> **Instructions for the task**
All of the records below should be retyped exactly, with no pictures included.

> **Records provided**
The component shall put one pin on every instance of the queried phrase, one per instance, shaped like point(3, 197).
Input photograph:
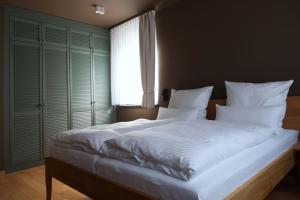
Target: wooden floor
point(29, 185)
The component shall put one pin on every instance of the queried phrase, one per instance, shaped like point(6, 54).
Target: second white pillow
point(173, 113)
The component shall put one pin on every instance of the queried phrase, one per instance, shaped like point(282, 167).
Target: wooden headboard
point(291, 120)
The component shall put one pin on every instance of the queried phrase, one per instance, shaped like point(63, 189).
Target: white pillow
point(257, 94)
point(196, 99)
point(267, 116)
point(173, 113)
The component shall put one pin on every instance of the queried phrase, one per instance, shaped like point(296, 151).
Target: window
point(125, 65)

> **Response for this exercise**
The component shall put one pin on every instance of the queried phrase, one per instance, shaped like point(3, 197).
Input photograph:
Target: wooden floor
point(29, 185)
The component shall put one pin on every instance of the queried phrase, one per instance, shaped like point(6, 54).
Target: second white pillow
point(173, 113)
The component shall put one pin on every instance of the queried phrase, one per instance, shaped like point(282, 167).
Target: wooden headboard
point(291, 120)
The component shall put one pin on every instance of the queried phrase, one per instance, shaped like point(63, 189).
Target: white pillow
point(257, 94)
point(196, 99)
point(267, 116)
point(173, 113)
The component shall put one pin on every instance of the queried phrase, one per instance, shaped like point(296, 151).
Target: window
point(125, 65)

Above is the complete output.